ИСХОДНЫЙ ТЕКСТ =>
____________________
Поставленное в скобках слово (т.е. «большевики») как бы во много раз усиливало революционную правоту Ленина. Конкретные имена не назывались, но значение слова не вызывало сомнений. Всякий историк партии, обладавший хотя бы минимальной долей сообразительности, смог бы догадаться, чье имя в этом списке должно стоять вслед за именем Ленина. В письме было прямо сказано, что надо оценивать партийное прошлое настоящих революционеров не на основе документов, которые могут откопать архивные крысы, а на основе их деяний. Как потом оказалось, «архи-архивной» крысой в Советском Союзе был не кто иной, как сам Сталин, хотя он жаждал не столько обнаружения документов, сколько их уничтожения.

Вдумавшись в скрытый смысл сталинского письма, неизбежно приходишь к такому заключению; историк партии не должен, как Слуцкий и ему подобные, руководствоваться любым имеющимся в его распоряжении документальным свидетельством, но априорно обязан опираться на то, что следует считать истиной, например что Ленин всегда «настоящий большевик», что он просто никак не мог недооценивать опасность центризма или что Сталии тоже «настоящий большевик», который никогда и ни при каких обстоятельствах не свернет с большевистских позиций, Назначение же документальных материалов — подтверждать это. Использовать их иначе — значит быть клеветником и фальсификатором. Следовательно, сталинская идея заключалась в том, что историк партии обязан фальсифицировать документальные свидетельства (в обыденном значении этого слова), если этого требует партийный взгляд на историю, выраженный или самим Сталиным, или удостоившимися выступать от его имени.

Аллилуйщики за работой

Письмо Сталина вызвало грандиозный шум на всех фронтах партийной истории и теории, Институты Коммунистической академии в спешном порядке созывали заседания, чтобы обсудить содержание этого письма.

Архивные материалы проливают свет на следующие события13. Все советские исторические журналы получили указания напечатать письмо Сталина, снабдив его соответствующими редакционными разъяснениями, касающимися той области, в которой специализировался журнал. В секретном письме от 26 ноября 1931 г. в редакцию журнала «Классовая борьба» Мехлис потребовал, чтобы все готовящиеся к печати материалы обязательно излагались через призму указаний тов. Сталина. Двадцать шестого ноября состоялось заседание Президиума Коммунистической академии, где обсуждалась реакция ее членов на сталинское письмо. К.Г. Лурье, ученый секретарь Общества историков-мар-ксистов, заявила, что троцкистская контрабанда уже выявлена в большом количестве научных работ. В своем выступлении она соединила разоблачение «контрабандистов» с критикой в адрес трех хорошо известных в партии лиц — Е. Ярославского, К. Радека, И. Минца.
____________________
Записанные данные:
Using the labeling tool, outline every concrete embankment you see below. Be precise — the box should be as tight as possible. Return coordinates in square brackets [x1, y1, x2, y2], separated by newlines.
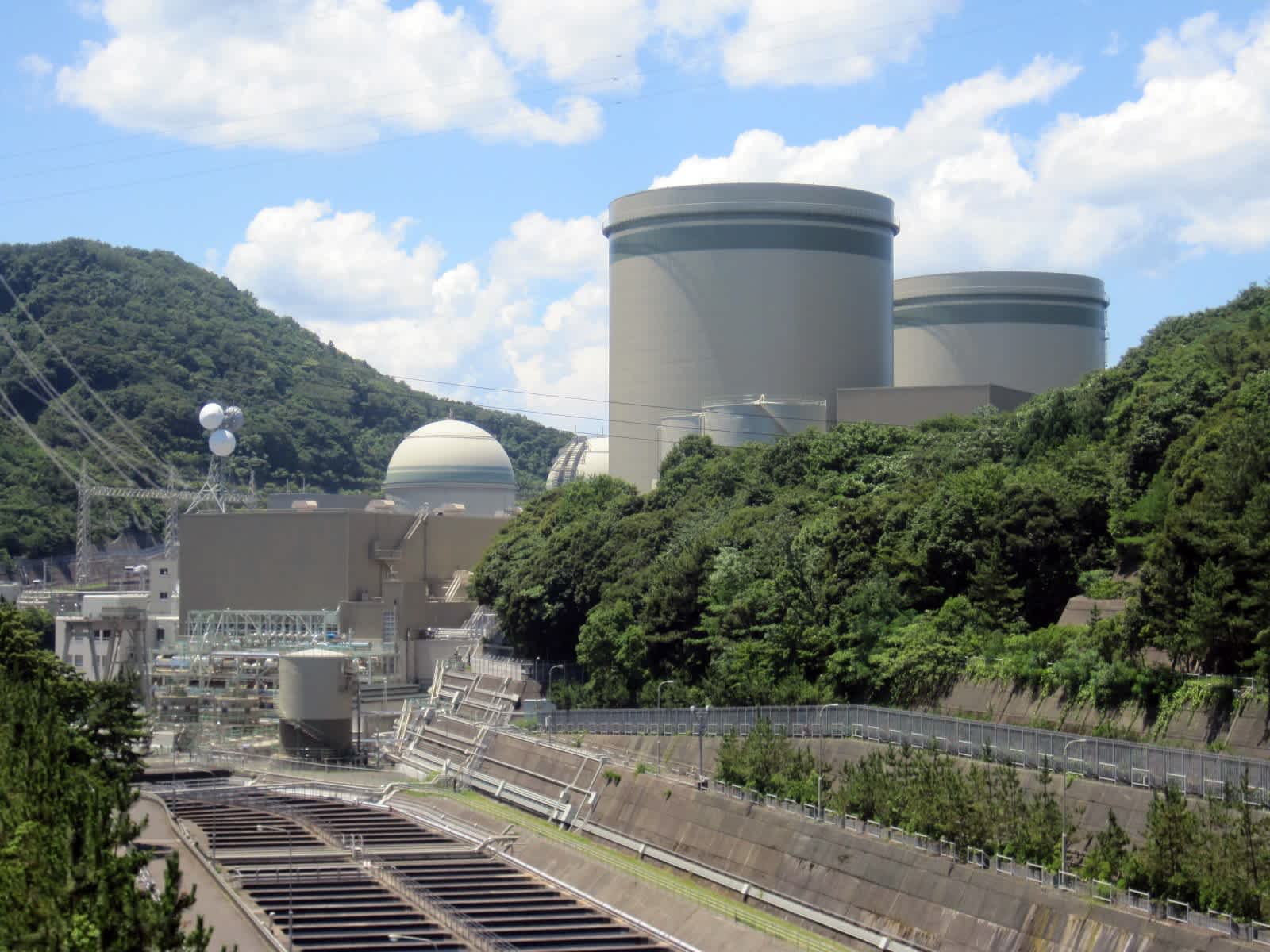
[481, 735, 1249, 952]
[923, 681, 1270, 758]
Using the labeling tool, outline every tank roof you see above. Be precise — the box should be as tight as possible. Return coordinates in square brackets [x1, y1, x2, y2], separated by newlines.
[605, 182, 899, 236]
[895, 271, 1107, 307]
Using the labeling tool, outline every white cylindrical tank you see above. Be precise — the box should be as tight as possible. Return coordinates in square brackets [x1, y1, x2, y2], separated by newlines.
[275, 647, 357, 757]
[605, 182, 898, 490]
[701, 395, 828, 447]
[656, 413, 705, 466]
[894, 271, 1107, 393]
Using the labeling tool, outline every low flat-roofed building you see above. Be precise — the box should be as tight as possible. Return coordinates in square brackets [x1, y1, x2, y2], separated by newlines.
[837, 383, 1035, 427]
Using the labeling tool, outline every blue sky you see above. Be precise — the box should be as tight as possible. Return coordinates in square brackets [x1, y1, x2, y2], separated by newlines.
[0, 0, 1270, 432]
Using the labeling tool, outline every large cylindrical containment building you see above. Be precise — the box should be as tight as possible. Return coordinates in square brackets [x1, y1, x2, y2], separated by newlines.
[894, 271, 1107, 393]
[605, 184, 898, 490]
[275, 647, 357, 759]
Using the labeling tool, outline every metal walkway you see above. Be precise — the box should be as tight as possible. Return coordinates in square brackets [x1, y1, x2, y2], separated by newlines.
[167, 787, 668, 952]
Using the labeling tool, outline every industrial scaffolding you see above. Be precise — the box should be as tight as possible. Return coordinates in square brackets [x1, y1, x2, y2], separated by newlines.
[148, 609, 396, 743]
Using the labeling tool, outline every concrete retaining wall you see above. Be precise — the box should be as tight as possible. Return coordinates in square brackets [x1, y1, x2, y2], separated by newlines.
[925, 681, 1270, 758]
[464, 735, 1246, 952]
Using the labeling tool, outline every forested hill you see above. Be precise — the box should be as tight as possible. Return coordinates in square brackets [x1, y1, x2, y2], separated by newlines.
[475, 286, 1270, 706]
[0, 239, 568, 556]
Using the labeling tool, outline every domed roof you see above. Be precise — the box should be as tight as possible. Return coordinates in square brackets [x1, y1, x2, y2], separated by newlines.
[383, 420, 516, 489]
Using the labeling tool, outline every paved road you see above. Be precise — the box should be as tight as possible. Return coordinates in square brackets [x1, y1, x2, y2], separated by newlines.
[132, 800, 273, 952]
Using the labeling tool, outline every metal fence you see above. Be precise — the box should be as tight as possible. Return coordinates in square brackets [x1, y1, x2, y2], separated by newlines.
[540, 704, 1270, 806]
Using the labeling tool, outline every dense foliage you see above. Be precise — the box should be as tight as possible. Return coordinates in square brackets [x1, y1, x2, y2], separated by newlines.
[0, 239, 568, 556]
[715, 721, 1270, 920]
[0, 603, 211, 952]
[475, 286, 1270, 706]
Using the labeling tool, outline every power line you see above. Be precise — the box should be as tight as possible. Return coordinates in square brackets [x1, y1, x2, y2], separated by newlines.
[0, 271, 184, 486]
[390, 373, 821, 425]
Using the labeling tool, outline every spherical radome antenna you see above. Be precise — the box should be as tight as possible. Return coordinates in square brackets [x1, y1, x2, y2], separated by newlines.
[198, 404, 225, 430]
[207, 430, 237, 455]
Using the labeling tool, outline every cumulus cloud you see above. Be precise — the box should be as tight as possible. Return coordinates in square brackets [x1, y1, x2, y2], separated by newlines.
[17, 53, 53, 78]
[225, 199, 608, 429]
[652, 14, 1270, 273]
[47, 0, 960, 150]
[57, 0, 601, 150]
[722, 0, 960, 86]
[491, 0, 652, 86]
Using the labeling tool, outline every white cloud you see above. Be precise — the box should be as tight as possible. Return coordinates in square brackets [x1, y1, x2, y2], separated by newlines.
[489, 0, 652, 87]
[47, 0, 960, 150]
[17, 53, 53, 78]
[225, 199, 608, 429]
[652, 15, 1270, 274]
[57, 0, 601, 148]
[722, 0, 960, 86]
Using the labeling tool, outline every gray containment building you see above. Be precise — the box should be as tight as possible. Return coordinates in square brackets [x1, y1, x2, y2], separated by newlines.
[605, 184, 898, 490]
[889, 271, 1107, 393]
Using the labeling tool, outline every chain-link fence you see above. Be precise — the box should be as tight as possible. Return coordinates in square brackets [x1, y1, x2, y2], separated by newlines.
[540, 704, 1270, 806]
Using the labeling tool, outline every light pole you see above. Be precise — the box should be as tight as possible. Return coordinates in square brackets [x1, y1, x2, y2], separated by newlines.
[1059, 738, 1088, 884]
[691, 704, 710, 785]
[256, 823, 296, 952]
[656, 678, 675, 777]
[815, 704, 837, 820]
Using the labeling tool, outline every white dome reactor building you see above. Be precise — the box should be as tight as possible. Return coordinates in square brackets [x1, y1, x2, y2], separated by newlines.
[383, 420, 516, 516]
____________________
ЗАДАНИЯ =>
1. Перепечатайте из текста о письме Сталина фрагмент от слов «Письмо Сталина вызвало» до слов «содержание этого письма.» включительно.
2. Допишите продолжение текста о письме Сталина, начиная сразу после его последнего предложения.
Данные здесь никакой роли не играют.

ОЖИДАЕМЫЕ ОТВЕТЫ =>
1.
Письмо Сталина вызвало грандиозный шум на всех фронтах партийной истории и теории, Институты Коммунистической академии в спешном порядке созывали заседания, чтобы обсудить содержание этого письма.

2.
Другие выступления показали, что не только история партии, но и все другие участки «теоретического фронта» приводились теперь в порядок в соответствии со сталинским письмом,

Лихорадочные поиски «троцкистской контрабанды» и «гнилого либерализма» не могли не взволновать некоторых деятелей партии и государства, находящихся на ответственных постах. Сталин еще не был абсолютным диктатором, и многие высокопоставленные лица еще не понимали, что он им становится. Некоторые из известных старых большевиков, в том числе Ольминский, Ярославский, в. Кнорин, Н. Лукин, пытались обуздать тех, кто принял письмо Сталина как новое Евангелие, В обнаруженных позднее в партархивах бумагах Ярославского такие люди были названы им «аллилуйщиками». Ярославский предупреждал о том, что есть некоторые беспринципные люди, пытающиеся «сделать капитал на этом вопросе» (т. е. письме Сталина). Однако указанное предостережение, как и написанная им от руки заметка, рассказывающая о том, «Как аллилуйщики обработали меня в 1931 г.», увидели свет лишь в 1966 г.и

\

Месяц спустя после появления письма Сталина его команда вступила в борьбу с теми, кто высказывался за умеренность. Первого декабря 1931 г. по случаю десятилетней годовщины Института красной профессуры Каганович выступил с пространной речью перед его слушателями. Когда через несколько дней речь Кагановича была опубликована в «Правде», стало совершенно ясно, что она обращена ко всей советской интеллигенции вообще. Но «обращение» — не то слово. Скорее это выступление — многословный приказ, зачитанный строевым командиром Кагановичем: интеллигенция-армия должна была встать по стойке «смирно» перед излучающим свет истины письмом Сталина-генерала.

Каганович подчеркнул, что значение этого письма отнюдь не определяется мелкой фигурой бывшего меньшевика Слуцкого, разгромленного Сталиным лишь мимоходом. Значение письма — в разоблачении «гнилого либерализма» редакции журнала «Пролетарская революция», проявленного ею по отношению к тем, кто отклоняется от большевизма и искажает линию партии.

Завершая выступление, Каганович призвал к еще более старательному выискиванию ересей. Трудностей множество, сражение не закончено, классовая борьба продолжается. «Оппортунизм, — настойчиво подчеркивал Каганович, — пытается поэтому пролезть сейчас в наши ряды, прикрываясь, примазываясь, прикрашиваясь, ползя на брюхе, пытаясь проникнуть в щели, и в особенности старается влезть через ворота истории нашей партии». Радек был не прав, назвав в недавнем своем выступлении Коминтерн каналом, по которому течет в большевистскую партию множество различных течений и ручьев. Нет, партия не место слияния мутных ручьев, партия — это «монолитный поток», который может снести на своем пути все препятствия. Смысл этой метафоры был ясен: надо или присоединиться к этому «потоку», или быть им уничтоженным15.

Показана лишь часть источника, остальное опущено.